> _What to work on_
Can you reproduce the entries below, substituting "Please mark" for every "Please indicate" and leaving everything else unchanged?

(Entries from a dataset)

● ● ●

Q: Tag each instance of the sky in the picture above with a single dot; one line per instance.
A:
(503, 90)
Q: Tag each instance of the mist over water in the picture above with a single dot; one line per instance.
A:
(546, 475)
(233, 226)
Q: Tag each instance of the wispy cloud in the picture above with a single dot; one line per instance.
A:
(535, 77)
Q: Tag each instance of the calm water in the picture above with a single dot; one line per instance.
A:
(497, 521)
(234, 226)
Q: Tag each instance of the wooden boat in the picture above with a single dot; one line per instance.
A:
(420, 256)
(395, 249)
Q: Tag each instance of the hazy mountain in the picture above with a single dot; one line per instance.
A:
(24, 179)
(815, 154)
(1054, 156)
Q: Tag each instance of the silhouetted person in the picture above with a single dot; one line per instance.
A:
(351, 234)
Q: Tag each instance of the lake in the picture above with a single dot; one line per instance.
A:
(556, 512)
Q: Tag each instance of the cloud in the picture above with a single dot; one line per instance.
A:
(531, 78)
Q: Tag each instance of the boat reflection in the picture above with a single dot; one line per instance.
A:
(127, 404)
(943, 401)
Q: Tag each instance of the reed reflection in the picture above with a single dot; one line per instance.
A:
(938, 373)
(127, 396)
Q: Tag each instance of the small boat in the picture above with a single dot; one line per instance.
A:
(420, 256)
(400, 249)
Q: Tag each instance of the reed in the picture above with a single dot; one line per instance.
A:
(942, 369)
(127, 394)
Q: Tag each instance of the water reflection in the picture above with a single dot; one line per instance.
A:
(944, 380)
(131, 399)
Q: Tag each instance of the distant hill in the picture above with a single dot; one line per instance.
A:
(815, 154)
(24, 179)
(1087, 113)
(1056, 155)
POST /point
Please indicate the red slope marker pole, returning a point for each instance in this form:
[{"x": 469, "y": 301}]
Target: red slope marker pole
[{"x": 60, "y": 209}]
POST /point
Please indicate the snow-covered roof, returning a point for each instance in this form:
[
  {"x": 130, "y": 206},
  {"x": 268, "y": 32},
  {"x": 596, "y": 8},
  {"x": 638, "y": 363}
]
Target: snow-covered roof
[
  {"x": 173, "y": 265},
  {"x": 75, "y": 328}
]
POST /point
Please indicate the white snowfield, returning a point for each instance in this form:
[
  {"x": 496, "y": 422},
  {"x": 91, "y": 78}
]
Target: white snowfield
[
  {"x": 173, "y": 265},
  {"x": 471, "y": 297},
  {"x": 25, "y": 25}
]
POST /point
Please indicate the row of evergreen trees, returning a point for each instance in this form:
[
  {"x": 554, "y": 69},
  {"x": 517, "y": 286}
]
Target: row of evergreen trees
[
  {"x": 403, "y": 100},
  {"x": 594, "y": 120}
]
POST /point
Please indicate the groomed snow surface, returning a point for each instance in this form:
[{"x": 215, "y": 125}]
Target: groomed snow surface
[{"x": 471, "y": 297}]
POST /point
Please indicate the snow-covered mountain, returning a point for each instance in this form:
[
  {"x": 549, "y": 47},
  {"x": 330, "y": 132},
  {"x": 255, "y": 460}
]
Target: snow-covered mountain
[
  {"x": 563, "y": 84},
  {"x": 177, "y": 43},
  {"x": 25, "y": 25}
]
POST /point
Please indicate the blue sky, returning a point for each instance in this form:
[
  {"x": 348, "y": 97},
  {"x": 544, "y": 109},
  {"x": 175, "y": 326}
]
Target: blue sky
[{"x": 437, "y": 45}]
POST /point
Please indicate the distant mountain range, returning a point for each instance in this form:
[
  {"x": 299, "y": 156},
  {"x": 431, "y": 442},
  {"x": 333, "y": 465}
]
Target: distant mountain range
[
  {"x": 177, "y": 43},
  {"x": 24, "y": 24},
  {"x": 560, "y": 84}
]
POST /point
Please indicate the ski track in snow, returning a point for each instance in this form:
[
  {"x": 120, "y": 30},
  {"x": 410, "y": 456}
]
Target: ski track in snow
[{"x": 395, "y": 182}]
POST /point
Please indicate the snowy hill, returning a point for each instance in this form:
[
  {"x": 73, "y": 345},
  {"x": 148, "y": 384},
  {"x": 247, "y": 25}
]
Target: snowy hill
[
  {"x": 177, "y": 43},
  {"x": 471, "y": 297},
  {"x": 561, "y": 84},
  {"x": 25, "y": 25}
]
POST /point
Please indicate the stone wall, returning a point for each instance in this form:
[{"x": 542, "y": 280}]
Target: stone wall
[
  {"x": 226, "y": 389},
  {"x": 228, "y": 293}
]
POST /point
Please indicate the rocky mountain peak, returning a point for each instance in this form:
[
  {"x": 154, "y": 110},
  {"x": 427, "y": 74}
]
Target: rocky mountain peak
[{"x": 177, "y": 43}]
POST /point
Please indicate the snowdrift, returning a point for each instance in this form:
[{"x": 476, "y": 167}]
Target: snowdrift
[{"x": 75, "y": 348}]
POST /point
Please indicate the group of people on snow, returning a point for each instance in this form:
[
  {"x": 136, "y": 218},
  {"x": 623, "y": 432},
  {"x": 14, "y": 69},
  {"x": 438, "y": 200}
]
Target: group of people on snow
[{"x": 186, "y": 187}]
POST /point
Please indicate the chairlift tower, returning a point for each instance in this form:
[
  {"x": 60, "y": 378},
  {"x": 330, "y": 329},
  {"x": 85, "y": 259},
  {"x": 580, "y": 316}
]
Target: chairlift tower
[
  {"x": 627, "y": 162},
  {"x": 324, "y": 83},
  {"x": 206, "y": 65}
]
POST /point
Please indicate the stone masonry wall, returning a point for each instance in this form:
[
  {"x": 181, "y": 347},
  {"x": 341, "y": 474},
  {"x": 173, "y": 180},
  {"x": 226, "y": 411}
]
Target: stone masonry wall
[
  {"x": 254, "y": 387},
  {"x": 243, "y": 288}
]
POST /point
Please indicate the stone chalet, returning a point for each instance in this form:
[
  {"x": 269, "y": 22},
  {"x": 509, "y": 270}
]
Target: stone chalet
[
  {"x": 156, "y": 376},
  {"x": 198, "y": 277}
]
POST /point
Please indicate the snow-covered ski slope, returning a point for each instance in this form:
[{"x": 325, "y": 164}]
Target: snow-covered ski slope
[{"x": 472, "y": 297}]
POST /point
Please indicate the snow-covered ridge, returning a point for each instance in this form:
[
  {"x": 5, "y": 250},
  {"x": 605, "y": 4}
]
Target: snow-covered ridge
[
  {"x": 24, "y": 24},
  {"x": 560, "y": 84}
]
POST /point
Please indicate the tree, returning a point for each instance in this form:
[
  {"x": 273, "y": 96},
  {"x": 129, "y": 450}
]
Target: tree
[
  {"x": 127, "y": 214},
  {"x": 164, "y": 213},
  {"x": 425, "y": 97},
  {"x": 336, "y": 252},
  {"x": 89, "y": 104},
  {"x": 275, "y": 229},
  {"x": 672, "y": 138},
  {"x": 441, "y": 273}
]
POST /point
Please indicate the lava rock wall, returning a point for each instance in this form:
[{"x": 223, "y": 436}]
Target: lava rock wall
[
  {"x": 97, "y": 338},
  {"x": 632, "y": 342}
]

● ● ●

> _Task output_
Q: Tag each instance of the sky in the picture above with a single dot; one line per instance.
A:
(503, 90)
Q: Tag each instance of the mist over water in the picture above with a single dot; one line per instance.
A:
(546, 475)
(233, 226)
Q: Tag each instance of the wispy cloud in the picture above with a single dot; one line per instance.
A:
(535, 77)
Q: Tag each instance of the calm water in the picture above with a single dot; one line per instance.
A:
(497, 521)
(234, 226)
Q: Tag each instance of the wooden boat in the picture above with a single dot; one line per instance.
A:
(420, 256)
(395, 249)
Q: Tag each instance of the hazy mountain in the picture above with a single dot; one line per instance.
A:
(24, 179)
(815, 154)
(1054, 156)
Q: Tag each instance of the silhouetted person in the picture above with a single dot; one line per instance.
A:
(351, 234)
Q: Tag each instance of the lake in the picture above with a single dot; one line per instance.
A:
(556, 512)
Q: Tag each instance of the cloud in the picture above with a single dot; one line per instance.
A:
(531, 78)
Q: Tag each instance of the boat reflection in the picture above with a single dot; one line per instance.
A:
(127, 404)
(943, 401)
Q: Tag each instance of the reed reflection in the picture above with a single dot; one line per instance.
A:
(938, 373)
(127, 396)
Q: Tag each instance of the small boat in the picture above with a single dot; one line per instance.
A:
(420, 256)
(400, 249)
Q: Tag each instance of the reed in the picture above with a single dot; one line per instance.
A:
(942, 369)
(127, 394)
Q: Tag each instance of the water reflection in the picture above with a single dot; one line per instance.
A:
(944, 380)
(131, 399)
Q: Tag each instance of the distant hill in the picture above with a single dot; one line per instance.
A:
(815, 154)
(24, 179)
(1087, 113)
(1056, 155)
POST /point
Please mark the red slope marker pole, returning a point for each instance in this form:
[{"x": 469, "y": 301}]
Target: red slope marker pole
[{"x": 60, "y": 209}]
POST /point
Please mark the snow-covered roof, returning a point for each instance in this form:
[
  {"x": 130, "y": 206},
  {"x": 268, "y": 32},
  {"x": 596, "y": 8},
  {"x": 638, "y": 363}
]
Target: snow-covered roof
[
  {"x": 173, "y": 265},
  {"x": 75, "y": 328}
]
POST /point
Please mark the white snowfield, returning a point for each instance in this form:
[
  {"x": 496, "y": 422},
  {"x": 91, "y": 78}
]
Target: white snowfield
[
  {"x": 173, "y": 265},
  {"x": 471, "y": 297},
  {"x": 25, "y": 25}
]
POST /point
Please mark the row of evergreen trees, returning a point for each instance in this form:
[
  {"x": 554, "y": 69},
  {"x": 517, "y": 286}
]
Target: row of evergreen trees
[
  {"x": 403, "y": 100},
  {"x": 594, "y": 120}
]
POST /point
Please mark the groomed snow surface, returning a point for each instance in this form:
[{"x": 215, "y": 125}]
Target: groomed snow surface
[{"x": 471, "y": 297}]
POST /point
Please mark the snow-covered mountain, returning a point for each instance in this form:
[
  {"x": 549, "y": 47},
  {"x": 330, "y": 132},
  {"x": 255, "y": 460}
]
Target: snow-covered mountain
[
  {"x": 563, "y": 84},
  {"x": 177, "y": 43},
  {"x": 25, "y": 25}
]
POST /point
Please mark the blue sky, returning a point for each instance in this form:
[
  {"x": 348, "y": 97},
  {"x": 544, "y": 109},
  {"x": 175, "y": 326}
]
Target: blue sky
[{"x": 437, "y": 45}]
POST /point
Please mark the distant mountain range, returning a point for each instance in this form:
[
  {"x": 299, "y": 156},
  {"x": 431, "y": 442},
  {"x": 333, "y": 465}
]
Target: distant mountain range
[
  {"x": 177, "y": 43},
  {"x": 24, "y": 24},
  {"x": 560, "y": 84}
]
POST /point
Please mark the ski track in snow, returning a point for each instance in this form:
[
  {"x": 120, "y": 30},
  {"x": 410, "y": 456}
]
Target: ski track in snow
[{"x": 395, "y": 182}]
POST /point
Please mark the snowy hill, returning a point for each instance in this form:
[
  {"x": 73, "y": 345},
  {"x": 148, "y": 384},
  {"x": 247, "y": 25}
]
Target: snowy hill
[
  {"x": 177, "y": 43},
  {"x": 471, "y": 297},
  {"x": 561, "y": 84},
  {"x": 25, "y": 25}
]
POST /point
Please mark the stone wall, returning a point for each instance in this form:
[{"x": 542, "y": 280}]
Target: stone wall
[
  {"x": 226, "y": 389},
  {"x": 228, "y": 293}
]
POST /point
Please mark the rocky mountain peak, returning a point for each instance in this form:
[
  {"x": 154, "y": 110},
  {"x": 427, "y": 74}
]
Target: rocky mountain peak
[{"x": 177, "y": 43}]
POST /point
Please mark the snowdrift, returning a point for each instance in this form:
[{"x": 476, "y": 167}]
Target: snowdrift
[{"x": 75, "y": 348}]
POST /point
Please mark the group of people on snow, returning a point for each instance in this form:
[
  {"x": 136, "y": 218},
  {"x": 623, "y": 432},
  {"x": 14, "y": 69},
  {"x": 438, "y": 200}
]
Target: group of people on snow
[{"x": 186, "y": 187}]
POST /point
Please mark the chairlift tower, returning a point for each instance in this form:
[
  {"x": 60, "y": 378},
  {"x": 330, "y": 329},
  {"x": 85, "y": 259},
  {"x": 580, "y": 316}
]
Target: chairlift tower
[
  {"x": 627, "y": 162},
  {"x": 324, "y": 83},
  {"x": 206, "y": 65}
]
POST /point
Please mark the stone masonry wall, returning a point for each instance in this form:
[
  {"x": 181, "y": 347},
  {"x": 341, "y": 474},
  {"x": 173, "y": 180},
  {"x": 226, "y": 411}
]
Target: stone masonry wall
[
  {"x": 254, "y": 387},
  {"x": 243, "y": 288}
]
POST /point
Please mark the stone chalet, returning a point for each instance in this form:
[
  {"x": 269, "y": 22},
  {"x": 509, "y": 270}
]
Target: stone chalet
[
  {"x": 156, "y": 376},
  {"x": 198, "y": 277}
]
POST /point
Please mark the snow-covered ski slope, returning a point for each instance in this form:
[{"x": 325, "y": 164}]
Target: snow-covered ski slope
[{"x": 472, "y": 297}]
POST /point
Please mark the snow-covered ridge, returning a point for each instance in this form:
[
  {"x": 5, "y": 250},
  {"x": 605, "y": 4}
]
Target: snow-covered ridge
[
  {"x": 24, "y": 24},
  {"x": 560, "y": 84}
]
POST /point
Please mark the tree, returning a point for each instance in this form:
[
  {"x": 273, "y": 96},
  {"x": 129, "y": 450}
]
Target: tree
[
  {"x": 127, "y": 214},
  {"x": 164, "y": 213},
  {"x": 425, "y": 97},
  {"x": 336, "y": 252},
  {"x": 89, "y": 104},
  {"x": 275, "y": 229},
  {"x": 672, "y": 138},
  {"x": 441, "y": 273}
]
POST /point
Please mark the lava rock wall, returning a point for each instance in this form:
[{"x": 223, "y": 436}]
Target: lava rock wall
[
  {"x": 97, "y": 338},
  {"x": 632, "y": 342}
]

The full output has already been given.